Source document Block Start

U.S. authorities in Iraq say the suicide bombing that killed the head of the Iraqi Governing Council bears the "classic hallmarks" of al-Qaida-linked Jordanian extremist Abu Musab al-Zarqawi.
However, General Mark Kimmitt says investigators are also probing an unknown group (The Arab Resistance Movement), which claimed responsibility for killing the Iraqi leader.
Izzidin Salim died earlier today (Monday) in a suicide car bomb attack in Baghdad. Six other civilians were also killed in the massive blast.
President Bush condemned the killing as a "brutal act of terrorism, but said it will not delay the planned June 30th transfer of sovereignty in Iraq.
A civil engineer and Sunni Muslim from the northern Iraqi city of Mosul, Ghazi Mashal Ajil al-Yawar, was quickly sworn in to replace Mr. Salim.
Meanwhile, U.S. military officials say a small amount of the deadly nerve agent Sarin was recently found in an artillery shell that exploded near Baghdad. The shell went off before it could be defused, slightly injuring two U.S. soldiers who were treated for what officials called "minor exposure."
Defense Secretary Donald Rumsfeld said more testing will be done to confirm the agent is Sarin. If confirmed, it would be the first discovery of banned weapons in Iraq since the U.S.-led invasion last year.
Ousted President Saddam Hussein said his government destroyed all such chemical ordnance before the 1991 Gulf War.
Meanwhile, two Russian contract workers abducted last week south of Baghdad were freed unharmed in the capital. A third Russian was killed in the May 10th kidnappings.
Information for this report is provided by AFP and Reuters.

Source document Block End
Dataset excerpts Block Start

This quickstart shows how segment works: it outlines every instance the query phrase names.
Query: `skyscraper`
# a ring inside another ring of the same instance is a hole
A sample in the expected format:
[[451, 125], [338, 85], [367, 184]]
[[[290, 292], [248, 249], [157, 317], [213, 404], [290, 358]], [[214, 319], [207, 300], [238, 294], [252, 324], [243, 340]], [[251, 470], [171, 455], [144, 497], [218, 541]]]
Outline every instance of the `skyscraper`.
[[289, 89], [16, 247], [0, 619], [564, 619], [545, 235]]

Dataset excerpts Block End

--- Task statement ---
From the news report on the Baghdad bombing above, write out the passage word for word, beginning at the words "Izzidin Salim died" and stopping after the words "replace Mr. Salim.".

--- Result of the exercise ---
Izzidin Salim died earlier today (Monday) in a suicide car bomb attack in Baghdad. Six other civilians were also killed in the massive blast.
President Bush condemned the killing as a "brutal act of terrorism, but said it will not delay the planned June 30th transfer of sovereignty in Iraq.
A civil engineer and Sunni Muslim from the northern Iraqi city of Mosul, Ghazi Mashal Ajil al-Yawar, was quickly sworn in to replace Mr. Salim.